### WHAT THE TASK REQUIRES
Copy out the data in full and exactly, passing over the pictures.

### SOURCE INFORMATION

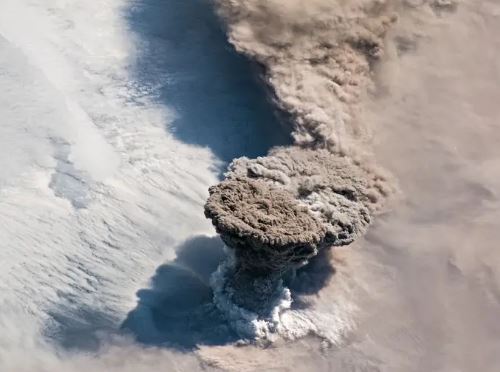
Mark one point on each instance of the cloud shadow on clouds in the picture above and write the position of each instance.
(177, 311)
(186, 60)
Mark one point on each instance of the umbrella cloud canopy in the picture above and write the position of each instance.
(277, 211)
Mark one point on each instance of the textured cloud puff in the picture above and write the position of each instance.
(277, 211)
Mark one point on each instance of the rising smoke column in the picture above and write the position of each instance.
(276, 212)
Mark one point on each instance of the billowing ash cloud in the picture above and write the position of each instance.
(275, 212)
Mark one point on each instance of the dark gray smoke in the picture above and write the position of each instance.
(276, 212)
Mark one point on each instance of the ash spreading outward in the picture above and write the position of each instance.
(277, 212)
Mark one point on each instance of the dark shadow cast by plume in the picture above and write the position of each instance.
(186, 61)
(177, 310)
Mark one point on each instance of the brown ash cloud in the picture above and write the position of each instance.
(276, 212)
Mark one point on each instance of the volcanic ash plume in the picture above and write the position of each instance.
(276, 212)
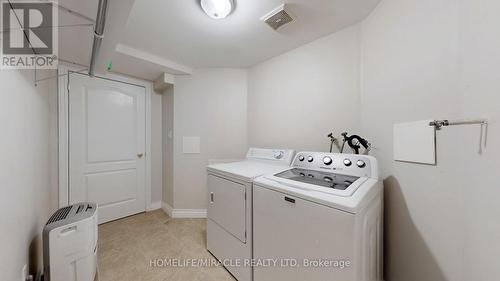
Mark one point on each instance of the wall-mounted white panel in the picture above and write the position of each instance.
(191, 145)
(415, 142)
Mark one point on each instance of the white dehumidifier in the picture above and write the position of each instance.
(70, 244)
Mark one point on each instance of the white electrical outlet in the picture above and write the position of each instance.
(24, 273)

### RESPONSE
Mark one point on each instance of the cloud shadow on clouds in the picture above and write the position of each instance.
(177, 311)
(186, 60)
Mark one point on each instance of the umbrella cloud canopy in the picture above and write the position of each instance.
(277, 211)
Mark one point on each instance of the textured cloud puff in the picture above and write the position of each instance.
(277, 211)
Mark one point on each instance of the rising smoke column in the picture above and write the position of each instance.
(276, 212)
Mark one point on each instance of the billowing ash cloud in the picture above and write the position of each instance.
(275, 212)
Mark one point on each instance of the dark gray smoke in the picture above and write the position of each instance.
(276, 212)
Mark one point on each instance of the ash spreading outward in the picture above and write the position of each instance.
(277, 212)
Mark one point on each instance of the dark shadow cast by plume in the picture above and write the position of each instance.
(186, 61)
(177, 310)
Mark one point on each instance of the brown ash cloud in the picture above and write the position of each instance.
(276, 212)
Mark one point on each instance of the volcanic ash plume in the picture above and write the position of each instance.
(276, 212)
Mark one point on each instance of the wall-mounted white panel in the picture above and write the position of each instance.
(191, 145)
(415, 142)
Mark one point on each instance of the white dehumidifier in the picture above and write the position of each instance.
(70, 244)
Mark one point on each instance of the white electrical outlet in the picture above and write the position of each instance.
(24, 273)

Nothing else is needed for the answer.